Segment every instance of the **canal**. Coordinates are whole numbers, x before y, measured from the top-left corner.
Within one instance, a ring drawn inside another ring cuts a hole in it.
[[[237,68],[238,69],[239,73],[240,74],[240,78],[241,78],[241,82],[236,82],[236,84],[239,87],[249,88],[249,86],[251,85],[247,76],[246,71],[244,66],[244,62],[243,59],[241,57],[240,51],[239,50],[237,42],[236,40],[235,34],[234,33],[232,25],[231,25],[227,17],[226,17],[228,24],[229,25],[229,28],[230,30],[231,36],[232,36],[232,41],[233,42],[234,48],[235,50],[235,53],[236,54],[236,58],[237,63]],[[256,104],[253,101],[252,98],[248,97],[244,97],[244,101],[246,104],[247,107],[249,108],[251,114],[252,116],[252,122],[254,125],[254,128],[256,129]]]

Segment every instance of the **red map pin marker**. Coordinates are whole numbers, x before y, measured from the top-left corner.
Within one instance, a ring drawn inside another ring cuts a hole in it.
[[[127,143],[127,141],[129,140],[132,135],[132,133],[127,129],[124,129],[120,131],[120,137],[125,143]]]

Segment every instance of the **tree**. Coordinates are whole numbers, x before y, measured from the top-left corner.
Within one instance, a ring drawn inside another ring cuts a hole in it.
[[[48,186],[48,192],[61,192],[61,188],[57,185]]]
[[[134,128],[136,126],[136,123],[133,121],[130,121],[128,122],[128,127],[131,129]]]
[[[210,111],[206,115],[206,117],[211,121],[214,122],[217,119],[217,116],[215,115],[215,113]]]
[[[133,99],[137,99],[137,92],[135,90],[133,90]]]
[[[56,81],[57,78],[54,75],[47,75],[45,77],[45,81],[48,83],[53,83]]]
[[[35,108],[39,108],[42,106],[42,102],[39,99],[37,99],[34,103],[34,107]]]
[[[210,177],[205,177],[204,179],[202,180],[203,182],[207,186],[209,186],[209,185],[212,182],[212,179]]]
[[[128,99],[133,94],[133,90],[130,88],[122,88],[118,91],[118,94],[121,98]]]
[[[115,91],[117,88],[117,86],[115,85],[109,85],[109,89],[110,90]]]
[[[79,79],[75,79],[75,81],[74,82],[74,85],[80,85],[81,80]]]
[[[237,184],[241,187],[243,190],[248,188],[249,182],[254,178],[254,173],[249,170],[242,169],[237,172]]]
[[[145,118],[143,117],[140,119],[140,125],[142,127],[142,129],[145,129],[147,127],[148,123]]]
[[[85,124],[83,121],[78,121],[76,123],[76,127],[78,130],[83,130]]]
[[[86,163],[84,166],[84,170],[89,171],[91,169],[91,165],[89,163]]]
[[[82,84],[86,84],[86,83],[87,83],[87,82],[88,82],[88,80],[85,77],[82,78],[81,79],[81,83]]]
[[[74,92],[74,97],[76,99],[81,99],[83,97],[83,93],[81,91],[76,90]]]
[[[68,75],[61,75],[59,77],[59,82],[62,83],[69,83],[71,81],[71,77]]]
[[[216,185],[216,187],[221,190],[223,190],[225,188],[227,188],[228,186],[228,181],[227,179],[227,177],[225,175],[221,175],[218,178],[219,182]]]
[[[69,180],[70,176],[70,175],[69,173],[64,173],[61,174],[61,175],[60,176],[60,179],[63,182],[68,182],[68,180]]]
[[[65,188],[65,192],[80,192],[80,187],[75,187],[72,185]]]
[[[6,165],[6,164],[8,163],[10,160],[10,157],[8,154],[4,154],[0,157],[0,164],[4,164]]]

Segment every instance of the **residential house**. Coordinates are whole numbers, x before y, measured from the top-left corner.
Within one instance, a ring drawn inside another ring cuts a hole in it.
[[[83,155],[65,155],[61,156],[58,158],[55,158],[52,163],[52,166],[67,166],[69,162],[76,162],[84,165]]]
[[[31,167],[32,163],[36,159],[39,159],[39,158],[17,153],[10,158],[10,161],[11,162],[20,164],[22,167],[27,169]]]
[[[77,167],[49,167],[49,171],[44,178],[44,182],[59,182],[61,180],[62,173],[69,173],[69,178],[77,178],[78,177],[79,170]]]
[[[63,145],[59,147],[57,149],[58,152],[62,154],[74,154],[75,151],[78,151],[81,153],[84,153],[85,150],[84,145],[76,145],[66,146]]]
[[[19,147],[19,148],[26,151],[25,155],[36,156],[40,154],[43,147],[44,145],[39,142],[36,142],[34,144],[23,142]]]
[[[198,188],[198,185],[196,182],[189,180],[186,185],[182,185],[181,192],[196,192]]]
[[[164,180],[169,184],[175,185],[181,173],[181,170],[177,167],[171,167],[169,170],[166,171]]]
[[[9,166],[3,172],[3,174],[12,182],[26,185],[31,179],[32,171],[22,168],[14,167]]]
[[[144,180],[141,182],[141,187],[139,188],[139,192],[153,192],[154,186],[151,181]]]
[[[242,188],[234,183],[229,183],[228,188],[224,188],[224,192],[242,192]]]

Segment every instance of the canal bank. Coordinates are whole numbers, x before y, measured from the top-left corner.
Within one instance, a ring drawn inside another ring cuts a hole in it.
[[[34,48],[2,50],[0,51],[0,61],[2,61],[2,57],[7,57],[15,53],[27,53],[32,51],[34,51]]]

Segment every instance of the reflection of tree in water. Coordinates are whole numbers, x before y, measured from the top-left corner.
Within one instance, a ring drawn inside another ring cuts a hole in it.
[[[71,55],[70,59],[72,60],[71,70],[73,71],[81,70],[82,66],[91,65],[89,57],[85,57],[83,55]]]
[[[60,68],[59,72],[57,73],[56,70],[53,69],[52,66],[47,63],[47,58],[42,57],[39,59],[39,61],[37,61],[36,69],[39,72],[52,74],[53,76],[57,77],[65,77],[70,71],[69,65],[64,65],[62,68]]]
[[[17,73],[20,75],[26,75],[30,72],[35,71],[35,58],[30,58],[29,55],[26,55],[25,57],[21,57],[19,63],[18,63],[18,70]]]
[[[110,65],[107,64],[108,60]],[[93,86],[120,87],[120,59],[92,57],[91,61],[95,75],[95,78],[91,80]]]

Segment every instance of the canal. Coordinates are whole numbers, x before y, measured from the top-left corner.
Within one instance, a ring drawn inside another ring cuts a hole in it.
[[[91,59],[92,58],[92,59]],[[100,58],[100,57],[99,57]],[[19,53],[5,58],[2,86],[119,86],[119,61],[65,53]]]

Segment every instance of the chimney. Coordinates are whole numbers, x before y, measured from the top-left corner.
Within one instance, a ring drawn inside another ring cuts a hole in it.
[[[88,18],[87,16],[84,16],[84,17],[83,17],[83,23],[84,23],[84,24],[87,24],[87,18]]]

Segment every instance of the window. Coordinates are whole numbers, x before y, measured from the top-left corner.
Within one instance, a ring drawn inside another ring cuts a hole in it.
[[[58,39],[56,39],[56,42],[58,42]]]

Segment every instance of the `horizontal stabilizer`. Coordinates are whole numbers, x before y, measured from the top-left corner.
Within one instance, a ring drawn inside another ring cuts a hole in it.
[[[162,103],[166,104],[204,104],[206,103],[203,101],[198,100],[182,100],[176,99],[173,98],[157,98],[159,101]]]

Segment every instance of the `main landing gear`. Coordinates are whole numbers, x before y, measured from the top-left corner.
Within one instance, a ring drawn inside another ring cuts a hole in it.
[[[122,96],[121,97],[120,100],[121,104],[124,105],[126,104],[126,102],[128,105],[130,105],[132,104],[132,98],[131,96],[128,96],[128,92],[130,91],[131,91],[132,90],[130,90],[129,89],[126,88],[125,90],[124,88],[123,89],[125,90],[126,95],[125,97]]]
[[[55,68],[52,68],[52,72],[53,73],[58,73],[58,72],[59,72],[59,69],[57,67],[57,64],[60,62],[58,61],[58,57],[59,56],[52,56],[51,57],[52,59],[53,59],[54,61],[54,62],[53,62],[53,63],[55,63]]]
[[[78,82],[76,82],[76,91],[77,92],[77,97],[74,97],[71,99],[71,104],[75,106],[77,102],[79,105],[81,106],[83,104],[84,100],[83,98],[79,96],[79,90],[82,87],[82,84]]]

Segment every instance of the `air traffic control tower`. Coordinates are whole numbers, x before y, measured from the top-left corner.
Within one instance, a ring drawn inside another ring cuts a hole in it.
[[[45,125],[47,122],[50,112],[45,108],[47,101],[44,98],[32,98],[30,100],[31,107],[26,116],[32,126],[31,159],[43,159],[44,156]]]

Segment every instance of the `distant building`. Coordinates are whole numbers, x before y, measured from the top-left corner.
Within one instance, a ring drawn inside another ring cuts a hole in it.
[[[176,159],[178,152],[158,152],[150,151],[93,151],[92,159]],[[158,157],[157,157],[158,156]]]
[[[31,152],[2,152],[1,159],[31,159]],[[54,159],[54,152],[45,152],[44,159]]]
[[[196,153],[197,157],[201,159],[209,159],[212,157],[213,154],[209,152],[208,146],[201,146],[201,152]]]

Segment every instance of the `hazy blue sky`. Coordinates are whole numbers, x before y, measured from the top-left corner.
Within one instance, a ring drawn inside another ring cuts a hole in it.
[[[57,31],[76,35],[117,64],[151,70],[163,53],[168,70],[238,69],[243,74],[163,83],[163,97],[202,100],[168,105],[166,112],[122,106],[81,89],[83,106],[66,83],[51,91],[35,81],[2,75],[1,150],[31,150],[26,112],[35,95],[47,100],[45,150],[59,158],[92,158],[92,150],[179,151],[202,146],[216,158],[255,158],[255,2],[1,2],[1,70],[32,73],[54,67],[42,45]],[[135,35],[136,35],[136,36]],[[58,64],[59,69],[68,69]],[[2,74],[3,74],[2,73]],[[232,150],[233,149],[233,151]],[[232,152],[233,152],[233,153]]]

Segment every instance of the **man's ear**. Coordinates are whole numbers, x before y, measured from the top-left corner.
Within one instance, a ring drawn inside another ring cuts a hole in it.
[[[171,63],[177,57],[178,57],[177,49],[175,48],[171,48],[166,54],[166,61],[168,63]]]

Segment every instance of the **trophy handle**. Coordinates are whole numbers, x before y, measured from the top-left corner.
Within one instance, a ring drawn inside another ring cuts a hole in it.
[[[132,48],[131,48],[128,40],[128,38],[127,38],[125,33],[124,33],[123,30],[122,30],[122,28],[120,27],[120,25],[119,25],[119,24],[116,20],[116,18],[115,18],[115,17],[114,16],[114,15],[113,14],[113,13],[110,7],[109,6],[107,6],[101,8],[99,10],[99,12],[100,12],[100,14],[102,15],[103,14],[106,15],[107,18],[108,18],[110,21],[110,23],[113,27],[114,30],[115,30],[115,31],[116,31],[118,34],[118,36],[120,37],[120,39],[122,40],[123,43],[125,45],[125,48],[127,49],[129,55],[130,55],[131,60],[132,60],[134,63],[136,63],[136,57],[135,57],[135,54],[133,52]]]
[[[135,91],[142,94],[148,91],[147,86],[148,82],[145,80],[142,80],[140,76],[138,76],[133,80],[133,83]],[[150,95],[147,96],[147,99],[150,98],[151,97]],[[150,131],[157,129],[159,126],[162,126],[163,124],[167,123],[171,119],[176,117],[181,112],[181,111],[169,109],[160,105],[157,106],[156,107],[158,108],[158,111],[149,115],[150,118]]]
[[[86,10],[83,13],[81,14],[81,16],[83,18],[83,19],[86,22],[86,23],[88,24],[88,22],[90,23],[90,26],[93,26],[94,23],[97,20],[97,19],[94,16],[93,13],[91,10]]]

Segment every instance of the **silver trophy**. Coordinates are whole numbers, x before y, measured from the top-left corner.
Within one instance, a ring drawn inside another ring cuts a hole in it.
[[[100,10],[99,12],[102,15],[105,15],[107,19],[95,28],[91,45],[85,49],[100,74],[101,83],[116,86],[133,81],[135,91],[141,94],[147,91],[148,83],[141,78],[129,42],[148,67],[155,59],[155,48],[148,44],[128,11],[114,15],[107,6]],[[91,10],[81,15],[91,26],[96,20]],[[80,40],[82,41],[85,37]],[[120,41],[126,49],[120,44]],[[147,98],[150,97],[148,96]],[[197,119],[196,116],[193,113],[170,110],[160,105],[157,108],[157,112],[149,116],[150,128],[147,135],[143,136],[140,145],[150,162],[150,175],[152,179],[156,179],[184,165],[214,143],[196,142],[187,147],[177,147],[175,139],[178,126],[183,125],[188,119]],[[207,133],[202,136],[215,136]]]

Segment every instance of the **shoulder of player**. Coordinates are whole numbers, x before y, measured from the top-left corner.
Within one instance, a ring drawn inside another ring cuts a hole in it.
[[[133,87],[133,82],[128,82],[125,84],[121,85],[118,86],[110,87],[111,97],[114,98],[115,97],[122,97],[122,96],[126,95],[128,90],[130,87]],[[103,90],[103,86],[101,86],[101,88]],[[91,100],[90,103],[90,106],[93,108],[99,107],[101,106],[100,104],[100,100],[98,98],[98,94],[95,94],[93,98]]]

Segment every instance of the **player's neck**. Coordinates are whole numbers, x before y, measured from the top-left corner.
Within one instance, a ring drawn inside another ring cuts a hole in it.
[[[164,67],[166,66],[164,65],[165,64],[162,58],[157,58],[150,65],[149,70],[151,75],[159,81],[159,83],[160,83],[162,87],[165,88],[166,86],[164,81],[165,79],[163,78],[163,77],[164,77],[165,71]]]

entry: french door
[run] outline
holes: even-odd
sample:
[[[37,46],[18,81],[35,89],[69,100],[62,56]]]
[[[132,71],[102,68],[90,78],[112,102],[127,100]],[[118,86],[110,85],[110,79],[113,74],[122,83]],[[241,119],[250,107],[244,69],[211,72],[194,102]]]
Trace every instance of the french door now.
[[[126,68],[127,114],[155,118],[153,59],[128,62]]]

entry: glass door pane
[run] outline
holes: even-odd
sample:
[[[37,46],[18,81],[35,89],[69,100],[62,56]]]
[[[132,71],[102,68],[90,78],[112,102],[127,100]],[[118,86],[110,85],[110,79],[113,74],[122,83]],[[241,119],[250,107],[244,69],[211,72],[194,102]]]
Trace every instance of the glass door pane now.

▬▬▬▬▬▬▬▬▬▬

(EXERCISE):
Please reproduce verbatim every line from the one containing "Segment every instance of the **silver" down to the one containing "[[[126,68],[127,114],[155,118],[153,59],[128,62]]]", including both of those lines.

(EXPECTED ANSWER):
Segment every instance of the **silver trophy**. Coordinates are whole numbers, x before y, measured from the top-left corner.
Within one instance, a ring drawn inside another ring cuts a hole in it.
[[[100,10],[99,12],[102,15],[105,15],[107,19],[95,28],[91,45],[85,49],[100,74],[101,83],[116,86],[133,81],[135,91],[141,94],[147,91],[148,83],[141,78],[129,42],[148,67],[155,59],[155,48],[148,44],[128,11],[114,15],[107,6]],[[91,10],[81,15],[91,26],[96,20]],[[80,40],[82,41],[85,37]],[[120,41],[126,49],[120,44]],[[147,98],[150,97],[148,96]],[[197,119],[196,116],[193,113],[170,110],[160,105],[157,108],[157,112],[149,116],[150,128],[147,135],[143,136],[140,145],[150,162],[150,175],[152,179],[156,179],[184,165],[214,143],[196,142],[187,147],[177,147],[175,139],[178,126],[183,125],[188,119]],[[207,133],[202,136],[215,136]]]

Segment every instance of the **shoulder of player**. Coordinates are whole numbers, x before y, measured from the top-left corner.
Within one instance, a ring drawn inside another ring cuts a hole in it.
[[[133,87],[133,82],[128,82],[125,84],[121,85],[118,86],[110,87],[111,97],[114,98],[115,97],[122,97],[122,96],[126,95],[128,90],[130,87]],[[103,90],[103,86],[101,86],[101,88]],[[91,100],[90,103],[90,106],[93,108],[99,107],[101,106],[100,104],[100,100],[98,98],[98,94],[95,94],[93,98]]]

Segment every instance of the **player's neck**. Coordinates are whole numbers, x before y, measured from the top-left corner.
Within one instance, a ring drawn inside another ring cuts a hole in it.
[[[164,67],[166,66],[164,65],[165,64],[162,58],[157,58],[150,65],[149,70],[151,75],[159,81],[159,83],[160,83],[162,87],[165,88],[166,86],[164,81],[165,79],[163,78],[163,77],[164,77],[165,71]]]

entry: french door
[run] outline
holes: even-odd
sample:
[[[37,46],[18,81],[35,89],[69,100],[62,56]]]
[[[132,71],[102,68],[90,78],[112,102],[127,100]],[[118,86],[110,85],[110,79],[113,74],[122,83]],[[241,119],[250,107],[244,69],[211,72],[194,102]]]
Trace every instance of the french door now.
[[[126,68],[127,114],[155,118],[153,59],[128,62]]]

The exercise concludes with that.